>> Begin EXCERPTED PASSAGE
Mur 흡수 경계 조건

Overview

Methods for numerically calculating the propagation of waves include the Finite Element Method (FEM) and the $k$-space method. These methods assume that waves propagate infinitely, but in actual simulations, waves propagate within a finite grid. This can cause reflections at the boundaries. To solve this, grids can be set much larger than the actual region of interest, or boundary conditions can be applied to prevent wave reflections. These boundary conditions are called Absorbing Boundary Conditions.

Formulation

Consider the following wave equation.

$$ \dfrac{\partial ^{2}}{\partial t^{2}} u(x,t) = c^{2} \dfrac{\partial ^{2}}{\partial x^{2}} u(x,t) \quad \text{for } (x, t) \in \mathbb{R} \times [0, \infty) $$

Suppose this is simulated in a finite grid space $[0, 1] \times [0, T]$. If we divide the $x$-axis space into $M$ segments, it becomes $\Delta x = 1/M$, and if we divide time into $N$ segments, it becomes $\Delta t = T/N$. The discretization of the solution $u$ of the wave equation is called $U_{i}^{n} = u(i \ast \Delta x, n \ast \Delta t)$. In this case, $i = 0, 1, \cdots, M$ and $n = 0, 1, \cdots, N$. The absorbing boundary condition is as follows.
>> End EXCERPTED PASSAGE
>> Begin DATA RECORDS
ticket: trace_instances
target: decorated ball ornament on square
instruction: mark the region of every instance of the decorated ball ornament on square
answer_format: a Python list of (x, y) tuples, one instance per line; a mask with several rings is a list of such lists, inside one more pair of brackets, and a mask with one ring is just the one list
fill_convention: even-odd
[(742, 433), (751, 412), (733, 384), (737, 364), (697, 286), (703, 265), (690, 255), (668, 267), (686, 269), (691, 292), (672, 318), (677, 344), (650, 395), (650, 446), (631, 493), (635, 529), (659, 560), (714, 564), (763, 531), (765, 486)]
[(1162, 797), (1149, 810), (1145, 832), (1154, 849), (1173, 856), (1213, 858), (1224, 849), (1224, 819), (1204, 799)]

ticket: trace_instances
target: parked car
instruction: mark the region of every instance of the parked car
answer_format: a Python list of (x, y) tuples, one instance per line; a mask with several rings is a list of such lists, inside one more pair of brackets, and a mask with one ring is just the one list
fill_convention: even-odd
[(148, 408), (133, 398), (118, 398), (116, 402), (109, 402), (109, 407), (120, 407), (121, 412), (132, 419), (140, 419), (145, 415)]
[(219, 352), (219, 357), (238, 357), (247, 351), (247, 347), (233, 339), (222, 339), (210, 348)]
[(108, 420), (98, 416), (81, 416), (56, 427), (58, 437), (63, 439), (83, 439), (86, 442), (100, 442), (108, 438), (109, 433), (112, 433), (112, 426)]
>> End DATA RECORDS
>> Begin DATA RECORDS
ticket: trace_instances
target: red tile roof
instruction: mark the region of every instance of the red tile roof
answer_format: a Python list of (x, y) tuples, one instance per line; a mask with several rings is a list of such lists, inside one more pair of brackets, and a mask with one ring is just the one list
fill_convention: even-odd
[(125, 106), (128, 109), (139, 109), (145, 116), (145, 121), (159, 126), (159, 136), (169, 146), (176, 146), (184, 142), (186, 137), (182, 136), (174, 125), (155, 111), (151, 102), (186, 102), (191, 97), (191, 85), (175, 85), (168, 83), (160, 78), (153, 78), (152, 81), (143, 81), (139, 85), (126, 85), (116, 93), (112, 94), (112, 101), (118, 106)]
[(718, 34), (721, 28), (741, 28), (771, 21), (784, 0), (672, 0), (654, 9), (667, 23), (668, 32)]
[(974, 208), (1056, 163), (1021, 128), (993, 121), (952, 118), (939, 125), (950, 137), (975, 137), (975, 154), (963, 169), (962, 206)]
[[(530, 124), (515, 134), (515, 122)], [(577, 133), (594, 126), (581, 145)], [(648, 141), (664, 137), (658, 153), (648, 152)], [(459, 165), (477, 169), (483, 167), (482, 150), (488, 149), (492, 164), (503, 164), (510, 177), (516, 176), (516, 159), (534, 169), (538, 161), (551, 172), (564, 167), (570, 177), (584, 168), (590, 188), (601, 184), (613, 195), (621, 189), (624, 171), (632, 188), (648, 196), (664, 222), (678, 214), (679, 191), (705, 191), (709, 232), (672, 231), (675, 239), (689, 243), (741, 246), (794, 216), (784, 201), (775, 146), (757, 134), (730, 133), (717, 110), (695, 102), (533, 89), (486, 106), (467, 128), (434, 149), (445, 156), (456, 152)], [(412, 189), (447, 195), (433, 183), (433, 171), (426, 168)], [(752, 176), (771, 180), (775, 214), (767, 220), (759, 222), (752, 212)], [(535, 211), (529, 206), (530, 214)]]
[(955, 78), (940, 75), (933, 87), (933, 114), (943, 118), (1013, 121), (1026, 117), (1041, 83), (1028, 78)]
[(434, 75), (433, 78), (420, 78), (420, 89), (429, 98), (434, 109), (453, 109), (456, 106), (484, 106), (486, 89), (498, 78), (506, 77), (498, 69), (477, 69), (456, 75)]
>> End DATA RECORDS
PROBLEM SET:
1. Please reproduce the stretch of the passage on absorbing boundary conditions from "Formulation" through "is as follows." word for word.
2. According to the passage on absorbing boundary conditions, why can reflections occur at the boundaries in a wave simulation? Answer in one to three sentences.

TASK-BY-TASK OUTPUTS:
1.
Formulation

Consider the following wave equation.

$$ \dfrac{\partial ^{2}}{\partial t^{2}} u(x,t) = c^{2} \dfrac{\partial ^{2}}{\partial x^{2}} u(x,t) \quad \text{for } (x, t) \in \mathbb{R} \times [0, \infty) $$

Suppose this is simulated in a finite grid space $[0, 1] \times [0, T]$. If we divide the $x$-axis space into $M$ segments, it becomes $\Delta x = 1/M$, and if we divide time into $N$ segments, it becomes $\Delta t = T/N$. The discretization of the solution $u$ of the wave equation is called $U_{i}^{n} = u(i \ast \Delta x, n \ast \Delta t)$. In this case, $i = 0, 1, \cdots, M$ and $n = 0, 1, \cdots, N$. The absorbing boundary condition is as follows.

2. Methods such as FEM and the $k$-space method assume that waves propagate infinitely, but an actual simulation confines the waves to a finite grid. That mismatch can cause the waves to reflect at the grid's boundaries.